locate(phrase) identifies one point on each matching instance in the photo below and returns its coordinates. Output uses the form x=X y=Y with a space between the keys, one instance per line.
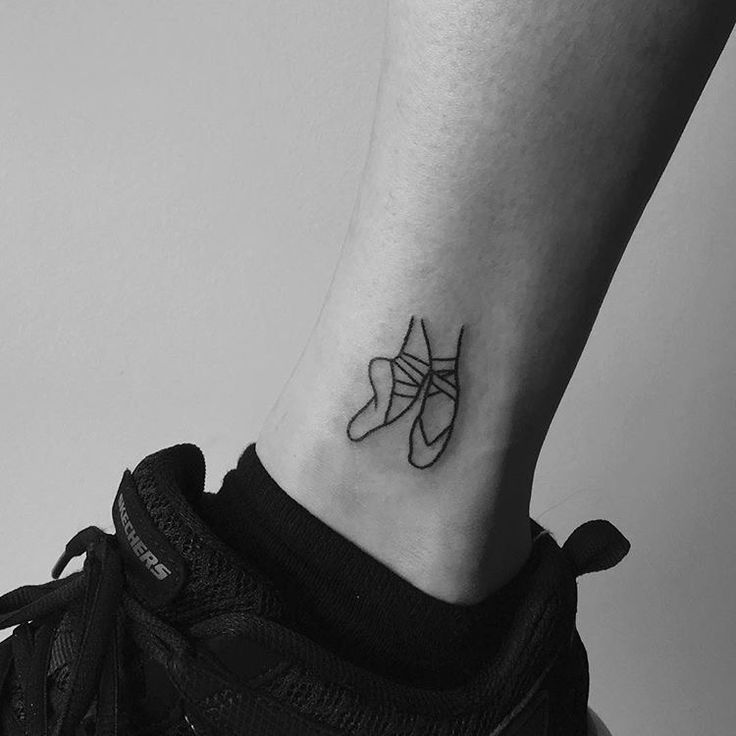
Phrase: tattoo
x=414 y=377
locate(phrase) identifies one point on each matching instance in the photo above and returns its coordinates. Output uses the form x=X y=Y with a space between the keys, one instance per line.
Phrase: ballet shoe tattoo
x=414 y=377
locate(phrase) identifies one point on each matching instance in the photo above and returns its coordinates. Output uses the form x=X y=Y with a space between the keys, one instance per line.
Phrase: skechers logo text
x=140 y=550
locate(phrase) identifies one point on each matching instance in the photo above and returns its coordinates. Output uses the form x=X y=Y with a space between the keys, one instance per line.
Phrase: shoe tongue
x=174 y=563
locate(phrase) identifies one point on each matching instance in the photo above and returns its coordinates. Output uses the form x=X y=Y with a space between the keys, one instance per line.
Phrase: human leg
x=514 y=148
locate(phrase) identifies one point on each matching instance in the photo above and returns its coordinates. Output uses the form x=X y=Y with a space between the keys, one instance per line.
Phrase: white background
x=175 y=182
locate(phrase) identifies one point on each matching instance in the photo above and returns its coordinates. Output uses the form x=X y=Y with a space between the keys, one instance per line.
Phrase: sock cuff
x=342 y=597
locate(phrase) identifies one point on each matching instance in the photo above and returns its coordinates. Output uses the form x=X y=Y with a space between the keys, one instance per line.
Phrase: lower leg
x=514 y=147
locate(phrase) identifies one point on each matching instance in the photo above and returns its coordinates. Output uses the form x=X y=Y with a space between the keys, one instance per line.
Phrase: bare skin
x=514 y=148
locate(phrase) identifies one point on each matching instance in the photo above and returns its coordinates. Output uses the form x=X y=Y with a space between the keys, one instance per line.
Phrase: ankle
x=449 y=535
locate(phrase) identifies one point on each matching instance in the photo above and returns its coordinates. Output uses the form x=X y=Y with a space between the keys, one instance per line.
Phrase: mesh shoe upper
x=167 y=631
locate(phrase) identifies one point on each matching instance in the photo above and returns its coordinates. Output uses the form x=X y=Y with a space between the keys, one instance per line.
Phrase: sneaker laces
x=96 y=666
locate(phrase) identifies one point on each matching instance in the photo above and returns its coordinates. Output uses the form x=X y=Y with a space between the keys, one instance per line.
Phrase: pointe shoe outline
x=397 y=384
x=441 y=397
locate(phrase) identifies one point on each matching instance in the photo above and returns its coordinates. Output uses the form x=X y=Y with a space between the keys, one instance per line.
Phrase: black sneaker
x=167 y=632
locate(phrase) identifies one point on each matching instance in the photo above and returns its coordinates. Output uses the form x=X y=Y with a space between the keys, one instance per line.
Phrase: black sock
x=346 y=600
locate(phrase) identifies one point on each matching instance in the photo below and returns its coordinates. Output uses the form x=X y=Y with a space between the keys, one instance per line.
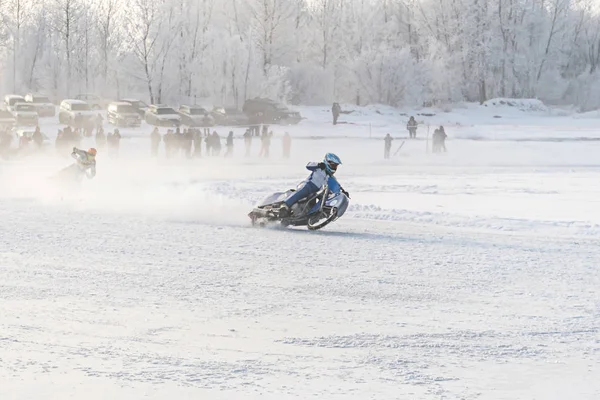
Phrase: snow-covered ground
x=466 y=275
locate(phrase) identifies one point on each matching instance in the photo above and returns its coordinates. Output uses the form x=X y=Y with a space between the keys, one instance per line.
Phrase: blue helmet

=-=-=

Collect each line of the data above that contains the string "shoe", and list those lines in full.

Phrase: ballet shoe tattoo
Phrase: shoe tongue
Phrase: mesh shoe upper
Phrase: pointe shoe outline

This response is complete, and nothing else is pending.